- Short problem -
Starting at the line that contains "Can you find the minaret balcony", transcribe every remaining line of the entries exactly, including the last one.

(Raw records)
>>>
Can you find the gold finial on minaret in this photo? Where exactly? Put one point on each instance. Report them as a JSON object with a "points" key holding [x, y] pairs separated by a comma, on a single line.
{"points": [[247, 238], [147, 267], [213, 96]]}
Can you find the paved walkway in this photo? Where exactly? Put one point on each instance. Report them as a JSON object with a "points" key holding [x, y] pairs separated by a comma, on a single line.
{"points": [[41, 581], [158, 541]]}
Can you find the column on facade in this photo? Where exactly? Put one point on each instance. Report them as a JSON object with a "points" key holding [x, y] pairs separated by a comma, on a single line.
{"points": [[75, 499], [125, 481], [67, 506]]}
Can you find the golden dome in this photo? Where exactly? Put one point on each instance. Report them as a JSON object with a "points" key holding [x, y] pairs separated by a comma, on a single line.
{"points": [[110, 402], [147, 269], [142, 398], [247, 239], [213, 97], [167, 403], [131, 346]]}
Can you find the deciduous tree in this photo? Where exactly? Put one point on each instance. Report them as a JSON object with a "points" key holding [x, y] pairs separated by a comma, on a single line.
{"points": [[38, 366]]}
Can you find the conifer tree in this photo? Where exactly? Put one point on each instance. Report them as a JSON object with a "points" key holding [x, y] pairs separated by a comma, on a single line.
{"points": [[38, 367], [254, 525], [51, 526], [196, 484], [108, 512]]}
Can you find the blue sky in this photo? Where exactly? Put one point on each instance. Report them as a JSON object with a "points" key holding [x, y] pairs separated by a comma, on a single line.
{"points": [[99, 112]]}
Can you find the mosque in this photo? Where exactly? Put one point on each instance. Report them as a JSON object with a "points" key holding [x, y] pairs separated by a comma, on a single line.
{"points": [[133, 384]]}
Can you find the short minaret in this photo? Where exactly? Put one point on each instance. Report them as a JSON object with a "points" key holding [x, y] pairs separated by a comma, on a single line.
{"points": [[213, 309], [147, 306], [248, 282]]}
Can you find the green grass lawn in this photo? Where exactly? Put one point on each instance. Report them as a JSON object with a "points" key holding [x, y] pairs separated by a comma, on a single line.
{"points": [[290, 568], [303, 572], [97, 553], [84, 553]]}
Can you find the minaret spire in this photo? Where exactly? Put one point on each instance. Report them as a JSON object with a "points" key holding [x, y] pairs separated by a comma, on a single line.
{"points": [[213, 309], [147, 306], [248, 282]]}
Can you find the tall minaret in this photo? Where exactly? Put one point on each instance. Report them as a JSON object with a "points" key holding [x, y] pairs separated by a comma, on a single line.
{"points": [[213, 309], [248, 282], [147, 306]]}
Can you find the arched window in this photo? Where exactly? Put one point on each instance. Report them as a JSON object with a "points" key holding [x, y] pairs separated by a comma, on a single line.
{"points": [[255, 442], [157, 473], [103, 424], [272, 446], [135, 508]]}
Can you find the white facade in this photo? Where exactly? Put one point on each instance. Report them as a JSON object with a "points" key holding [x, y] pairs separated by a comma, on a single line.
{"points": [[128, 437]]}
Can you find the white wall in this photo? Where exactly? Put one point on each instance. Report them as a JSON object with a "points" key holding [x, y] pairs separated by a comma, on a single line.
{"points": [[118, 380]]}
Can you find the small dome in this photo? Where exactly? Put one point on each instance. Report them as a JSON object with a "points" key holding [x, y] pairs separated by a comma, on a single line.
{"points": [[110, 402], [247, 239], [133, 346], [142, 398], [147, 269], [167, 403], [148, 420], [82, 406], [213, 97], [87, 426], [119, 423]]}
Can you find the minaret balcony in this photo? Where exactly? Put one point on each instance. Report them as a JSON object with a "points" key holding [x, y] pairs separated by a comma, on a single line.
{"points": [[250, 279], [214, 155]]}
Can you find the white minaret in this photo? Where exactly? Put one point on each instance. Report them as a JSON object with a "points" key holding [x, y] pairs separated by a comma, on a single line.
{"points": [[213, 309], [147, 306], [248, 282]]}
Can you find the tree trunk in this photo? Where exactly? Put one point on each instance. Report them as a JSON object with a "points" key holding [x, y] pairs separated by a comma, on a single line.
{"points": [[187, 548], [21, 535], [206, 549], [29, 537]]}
<<<
- Response for this exercise -
Can you find the minaret balcony in this photo? Where exactly? Put one point on each instance. Report them as a JSON object with a "points" key holding [x, y] pairs separated by a comma, on a single line.
{"points": [[250, 279], [214, 155]]}
Can you find the white minaret in this photo? Where exactly? Put one point on each instance. Report them as a JSON object with a "points" key holding [x, y] pairs separated by a comma, on a single line.
{"points": [[213, 309], [147, 306], [248, 282]]}
Can you find the tree trunk in this photo? Where exactly? Put one point on each instance. Report them as a JSON object with a "points" key holding [x, y] pairs separated by a comma, on a single line.
{"points": [[187, 548], [21, 535], [206, 549], [29, 537]]}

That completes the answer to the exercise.